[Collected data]
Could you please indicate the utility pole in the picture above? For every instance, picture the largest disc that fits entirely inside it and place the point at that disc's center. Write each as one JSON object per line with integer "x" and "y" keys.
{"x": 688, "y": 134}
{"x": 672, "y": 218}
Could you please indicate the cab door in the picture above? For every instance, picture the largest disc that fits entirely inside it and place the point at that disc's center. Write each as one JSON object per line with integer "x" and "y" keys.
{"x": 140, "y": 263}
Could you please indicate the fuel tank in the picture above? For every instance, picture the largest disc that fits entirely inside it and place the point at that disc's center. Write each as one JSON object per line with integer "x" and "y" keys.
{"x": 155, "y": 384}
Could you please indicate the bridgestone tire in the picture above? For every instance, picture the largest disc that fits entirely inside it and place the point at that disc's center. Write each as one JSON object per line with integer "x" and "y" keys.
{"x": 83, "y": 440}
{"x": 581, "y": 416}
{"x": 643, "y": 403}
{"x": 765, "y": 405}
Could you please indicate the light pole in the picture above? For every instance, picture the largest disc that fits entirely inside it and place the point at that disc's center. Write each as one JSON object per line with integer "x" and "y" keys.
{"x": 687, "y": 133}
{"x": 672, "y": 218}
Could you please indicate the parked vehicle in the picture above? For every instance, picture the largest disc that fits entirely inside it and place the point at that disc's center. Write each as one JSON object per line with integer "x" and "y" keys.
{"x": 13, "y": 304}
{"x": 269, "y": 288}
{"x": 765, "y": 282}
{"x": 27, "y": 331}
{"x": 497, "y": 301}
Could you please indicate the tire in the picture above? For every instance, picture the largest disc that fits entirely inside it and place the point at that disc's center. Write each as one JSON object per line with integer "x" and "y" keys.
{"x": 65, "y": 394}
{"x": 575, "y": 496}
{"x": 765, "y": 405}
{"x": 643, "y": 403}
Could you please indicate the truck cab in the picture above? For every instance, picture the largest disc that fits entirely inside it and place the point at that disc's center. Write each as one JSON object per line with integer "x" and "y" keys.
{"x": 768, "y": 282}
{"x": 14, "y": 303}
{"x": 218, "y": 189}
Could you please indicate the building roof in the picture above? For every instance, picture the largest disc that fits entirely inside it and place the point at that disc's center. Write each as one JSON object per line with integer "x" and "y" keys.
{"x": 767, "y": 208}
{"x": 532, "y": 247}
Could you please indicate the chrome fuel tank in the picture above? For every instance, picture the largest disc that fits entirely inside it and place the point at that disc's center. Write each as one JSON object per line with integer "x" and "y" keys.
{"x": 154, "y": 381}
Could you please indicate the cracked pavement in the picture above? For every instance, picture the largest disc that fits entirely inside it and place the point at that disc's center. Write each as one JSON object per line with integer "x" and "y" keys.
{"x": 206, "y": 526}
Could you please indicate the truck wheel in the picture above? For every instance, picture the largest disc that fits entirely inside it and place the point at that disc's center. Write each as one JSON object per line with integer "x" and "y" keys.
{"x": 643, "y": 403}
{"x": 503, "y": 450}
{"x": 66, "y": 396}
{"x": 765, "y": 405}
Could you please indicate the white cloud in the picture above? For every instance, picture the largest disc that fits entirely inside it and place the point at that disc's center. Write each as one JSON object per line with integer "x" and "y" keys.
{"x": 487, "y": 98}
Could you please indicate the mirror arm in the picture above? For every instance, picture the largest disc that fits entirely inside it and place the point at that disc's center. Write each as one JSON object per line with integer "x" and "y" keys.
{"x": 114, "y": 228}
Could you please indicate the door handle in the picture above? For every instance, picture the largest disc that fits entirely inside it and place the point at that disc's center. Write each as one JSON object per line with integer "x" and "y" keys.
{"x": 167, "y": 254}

• Requirement: Please retype the records word for word, starting at the line that contains "Could you please indicate the door" and ending with the final line of the records.

• The response:
Could you please indicate the door handle in the picture above? For every instance, picture the largest disc that fits entirely inside it and place the point at that disc's center. Write each as one JSON object per line with integer "x" and "y" keys.
{"x": 167, "y": 254}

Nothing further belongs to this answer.